## WHAT IS REQUIRED
Every line from the one that contains "of the torn" to the end of the material below should be output exactly, with both ends included and nothing else.

## DATASET CONTENT
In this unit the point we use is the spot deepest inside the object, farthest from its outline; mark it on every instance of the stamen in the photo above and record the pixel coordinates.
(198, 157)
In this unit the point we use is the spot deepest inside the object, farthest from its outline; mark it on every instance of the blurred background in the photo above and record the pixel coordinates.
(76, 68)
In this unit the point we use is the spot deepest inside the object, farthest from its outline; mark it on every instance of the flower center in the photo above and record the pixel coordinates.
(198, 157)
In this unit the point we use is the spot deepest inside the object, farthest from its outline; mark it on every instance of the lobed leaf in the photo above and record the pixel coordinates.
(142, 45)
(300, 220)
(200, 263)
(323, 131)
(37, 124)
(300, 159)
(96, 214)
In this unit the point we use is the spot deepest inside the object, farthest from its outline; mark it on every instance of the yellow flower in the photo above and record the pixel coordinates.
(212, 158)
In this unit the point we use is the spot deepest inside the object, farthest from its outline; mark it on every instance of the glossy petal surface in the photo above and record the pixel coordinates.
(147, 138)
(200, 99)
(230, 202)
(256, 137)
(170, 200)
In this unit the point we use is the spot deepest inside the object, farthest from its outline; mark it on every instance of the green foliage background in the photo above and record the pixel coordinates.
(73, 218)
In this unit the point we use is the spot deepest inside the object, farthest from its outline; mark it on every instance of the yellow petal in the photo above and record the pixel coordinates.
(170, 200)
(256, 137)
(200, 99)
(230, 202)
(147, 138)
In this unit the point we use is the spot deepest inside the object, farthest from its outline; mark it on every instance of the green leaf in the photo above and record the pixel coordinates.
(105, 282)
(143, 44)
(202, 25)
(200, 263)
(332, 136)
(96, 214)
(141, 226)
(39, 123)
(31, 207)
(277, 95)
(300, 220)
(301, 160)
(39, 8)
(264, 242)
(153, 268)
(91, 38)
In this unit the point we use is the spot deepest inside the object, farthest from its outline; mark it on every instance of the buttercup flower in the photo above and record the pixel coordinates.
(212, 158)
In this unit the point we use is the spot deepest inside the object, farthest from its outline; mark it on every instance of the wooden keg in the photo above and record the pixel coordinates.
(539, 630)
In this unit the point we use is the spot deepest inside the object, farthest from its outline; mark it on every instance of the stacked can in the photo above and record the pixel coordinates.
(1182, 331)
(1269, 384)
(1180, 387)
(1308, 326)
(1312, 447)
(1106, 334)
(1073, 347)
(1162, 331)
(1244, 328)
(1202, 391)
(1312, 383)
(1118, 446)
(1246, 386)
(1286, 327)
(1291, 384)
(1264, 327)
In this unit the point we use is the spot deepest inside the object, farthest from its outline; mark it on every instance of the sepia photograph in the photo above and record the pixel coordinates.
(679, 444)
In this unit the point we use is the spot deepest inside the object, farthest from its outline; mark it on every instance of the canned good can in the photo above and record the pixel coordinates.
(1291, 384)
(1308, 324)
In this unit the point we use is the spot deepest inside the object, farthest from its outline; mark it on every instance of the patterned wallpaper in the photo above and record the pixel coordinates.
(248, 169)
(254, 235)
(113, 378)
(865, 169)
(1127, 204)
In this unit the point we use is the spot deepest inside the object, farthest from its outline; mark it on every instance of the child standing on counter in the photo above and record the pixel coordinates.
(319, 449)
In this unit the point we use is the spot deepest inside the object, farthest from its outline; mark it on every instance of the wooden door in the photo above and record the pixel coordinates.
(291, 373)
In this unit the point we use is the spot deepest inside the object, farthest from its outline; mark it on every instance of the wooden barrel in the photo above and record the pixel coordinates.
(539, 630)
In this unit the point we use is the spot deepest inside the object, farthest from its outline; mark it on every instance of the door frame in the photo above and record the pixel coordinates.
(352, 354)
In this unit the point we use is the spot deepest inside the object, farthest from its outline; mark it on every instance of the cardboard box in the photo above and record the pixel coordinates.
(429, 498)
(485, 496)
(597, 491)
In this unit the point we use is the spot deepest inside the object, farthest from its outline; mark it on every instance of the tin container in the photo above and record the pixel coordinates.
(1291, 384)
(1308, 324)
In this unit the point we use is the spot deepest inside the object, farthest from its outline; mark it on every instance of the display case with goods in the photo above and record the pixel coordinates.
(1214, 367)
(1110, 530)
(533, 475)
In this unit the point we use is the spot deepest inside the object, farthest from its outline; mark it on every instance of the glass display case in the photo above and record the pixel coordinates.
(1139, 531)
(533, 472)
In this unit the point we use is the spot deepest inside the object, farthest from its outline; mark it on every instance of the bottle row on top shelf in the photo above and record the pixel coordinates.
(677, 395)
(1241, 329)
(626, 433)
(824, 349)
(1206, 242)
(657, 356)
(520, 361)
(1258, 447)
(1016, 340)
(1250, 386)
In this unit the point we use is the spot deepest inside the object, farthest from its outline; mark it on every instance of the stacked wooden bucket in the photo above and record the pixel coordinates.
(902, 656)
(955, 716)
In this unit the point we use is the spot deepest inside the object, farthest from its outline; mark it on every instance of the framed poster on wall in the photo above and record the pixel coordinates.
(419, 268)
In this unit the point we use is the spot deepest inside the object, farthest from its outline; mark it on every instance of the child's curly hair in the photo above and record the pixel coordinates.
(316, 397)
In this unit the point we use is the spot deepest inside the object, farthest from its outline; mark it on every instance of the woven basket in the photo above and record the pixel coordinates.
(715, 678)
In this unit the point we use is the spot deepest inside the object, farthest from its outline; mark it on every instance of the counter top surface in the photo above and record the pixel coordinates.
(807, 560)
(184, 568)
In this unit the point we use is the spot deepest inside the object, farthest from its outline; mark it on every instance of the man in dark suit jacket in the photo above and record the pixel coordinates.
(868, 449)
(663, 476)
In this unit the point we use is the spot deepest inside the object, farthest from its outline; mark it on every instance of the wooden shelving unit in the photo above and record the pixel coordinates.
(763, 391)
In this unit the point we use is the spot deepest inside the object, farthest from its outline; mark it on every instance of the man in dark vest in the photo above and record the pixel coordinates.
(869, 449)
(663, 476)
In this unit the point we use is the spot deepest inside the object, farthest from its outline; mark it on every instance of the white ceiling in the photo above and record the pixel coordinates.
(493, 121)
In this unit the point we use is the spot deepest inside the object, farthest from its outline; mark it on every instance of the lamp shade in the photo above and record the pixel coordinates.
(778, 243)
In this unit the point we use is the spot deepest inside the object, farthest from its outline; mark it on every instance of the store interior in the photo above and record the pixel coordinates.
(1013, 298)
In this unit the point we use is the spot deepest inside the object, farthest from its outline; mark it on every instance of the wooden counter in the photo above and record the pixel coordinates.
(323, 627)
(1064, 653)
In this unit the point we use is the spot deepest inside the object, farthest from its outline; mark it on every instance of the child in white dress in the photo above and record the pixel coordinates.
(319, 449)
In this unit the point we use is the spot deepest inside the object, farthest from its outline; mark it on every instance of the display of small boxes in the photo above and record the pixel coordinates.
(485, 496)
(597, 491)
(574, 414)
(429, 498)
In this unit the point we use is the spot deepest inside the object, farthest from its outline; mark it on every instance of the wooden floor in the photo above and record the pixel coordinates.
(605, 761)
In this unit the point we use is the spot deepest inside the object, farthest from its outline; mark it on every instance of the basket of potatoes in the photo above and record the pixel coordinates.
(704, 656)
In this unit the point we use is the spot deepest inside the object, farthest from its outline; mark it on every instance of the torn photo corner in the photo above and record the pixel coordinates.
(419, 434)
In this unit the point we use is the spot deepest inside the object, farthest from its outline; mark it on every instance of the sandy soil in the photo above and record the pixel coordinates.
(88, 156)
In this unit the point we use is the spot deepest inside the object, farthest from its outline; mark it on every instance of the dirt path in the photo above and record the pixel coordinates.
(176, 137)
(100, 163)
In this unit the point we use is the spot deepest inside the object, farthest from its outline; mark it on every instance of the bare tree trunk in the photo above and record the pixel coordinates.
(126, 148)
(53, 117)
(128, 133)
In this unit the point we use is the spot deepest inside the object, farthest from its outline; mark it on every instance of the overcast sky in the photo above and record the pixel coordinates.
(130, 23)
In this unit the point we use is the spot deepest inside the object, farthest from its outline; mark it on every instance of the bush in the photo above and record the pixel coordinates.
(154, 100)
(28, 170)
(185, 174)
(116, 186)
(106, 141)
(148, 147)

## RESULT FOR THIS TASK
In this unit the point we use is the spot deepest inside the object, farthest from its outline; mark it on every instance of the torn photo corner in the photo above and record the pixel coordinates.
(419, 434)
In this unit the point we use is the spot deepest inside the object, farthest from its outline; mark it on every instance of the sandy soil in the photo above and record the pixel coordinates.
(88, 156)
In this unit the point we use is the spot deepest inside the object, farthest from its outline; mark it on every instance of the dirt path in the photo above and record the pixel coordinates.
(176, 137)
(100, 163)
In this unit the point we use is the spot deepest inside the object, farthest from its outline; mark it on every instance of the bare tree trunk in the photo above and record the pixel coordinates.
(126, 148)
(53, 117)
(128, 133)
In this unit the point we use is the spot deepest inside the object, farthest from its outline; mark it on every instance of the overcast sky in the photo above and record the pixel coordinates.
(130, 23)
In this unit the point we use is the spot deepest inside the object, farthest from its outline; mark it on every instance of the bush in the photo above and record the pixel coordinates.
(154, 100)
(28, 170)
(185, 174)
(116, 186)
(106, 141)
(148, 147)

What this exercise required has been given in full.